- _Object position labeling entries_
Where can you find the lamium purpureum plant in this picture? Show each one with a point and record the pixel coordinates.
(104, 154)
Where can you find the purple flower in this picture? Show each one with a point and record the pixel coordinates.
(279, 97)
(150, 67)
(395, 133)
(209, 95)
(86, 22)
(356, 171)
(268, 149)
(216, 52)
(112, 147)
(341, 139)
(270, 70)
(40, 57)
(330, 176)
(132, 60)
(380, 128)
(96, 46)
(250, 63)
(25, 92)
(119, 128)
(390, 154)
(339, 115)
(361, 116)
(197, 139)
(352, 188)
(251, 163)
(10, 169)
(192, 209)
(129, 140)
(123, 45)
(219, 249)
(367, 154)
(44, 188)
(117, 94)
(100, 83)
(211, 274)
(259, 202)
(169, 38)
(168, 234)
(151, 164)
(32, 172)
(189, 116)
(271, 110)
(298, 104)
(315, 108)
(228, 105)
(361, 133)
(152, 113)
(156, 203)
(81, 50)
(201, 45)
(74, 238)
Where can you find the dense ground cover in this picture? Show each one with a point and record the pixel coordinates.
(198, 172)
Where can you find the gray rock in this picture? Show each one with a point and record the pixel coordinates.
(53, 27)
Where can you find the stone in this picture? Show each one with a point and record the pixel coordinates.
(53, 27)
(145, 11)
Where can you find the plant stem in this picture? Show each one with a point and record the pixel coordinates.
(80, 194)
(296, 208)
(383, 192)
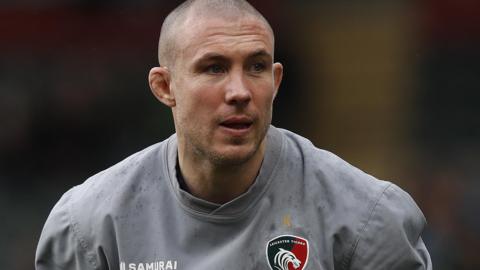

- _TASK_
Rewrite all of the data above, changing every "pixel coordinates" to "image coordinates" and leaving everything else untouched. Omit the picture from your version.

- _SOLUTION TO THIS TASK_
Where can you find the lamium purpureum plant in this picture? Show each one with a point and record the image coordinates.
(104, 154)
Where can you find the purple flower in this picture? Show each one with a point and record the image coordinates.
(279, 97)
(150, 67)
(395, 133)
(209, 95)
(86, 22)
(356, 171)
(268, 149)
(216, 52)
(112, 147)
(341, 139)
(270, 70)
(40, 57)
(330, 176)
(132, 60)
(380, 128)
(96, 46)
(250, 63)
(25, 92)
(119, 128)
(390, 154)
(339, 115)
(361, 116)
(197, 139)
(352, 188)
(251, 163)
(10, 169)
(192, 209)
(129, 140)
(123, 45)
(219, 249)
(367, 154)
(44, 188)
(117, 94)
(100, 83)
(211, 274)
(259, 202)
(169, 38)
(168, 234)
(151, 164)
(32, 172)
(189, 116)
(271, 110)
(298, 104)
(315, 108)
(228, 105)
(361, 133)
(152, 113)
(156, 203)
(81, 50)
(201, 45)
(74, 238)
Where can you find the dense ground cover in this picture? Show each one with a point and record the image coordinates.
(198, 172)
Where can you find the gray rock in this picture? Show each one with a point and record the image coordinates.
(53, 27)
Where can you find the stone in this picture? Show each one with a point and record the image coordinates.
(53, 27)
(145, 11)
Where can you find the plant stem in this picture? Show each one with a point and record the image coordinates.
(80, 194)
(296, 208)
(383, 192)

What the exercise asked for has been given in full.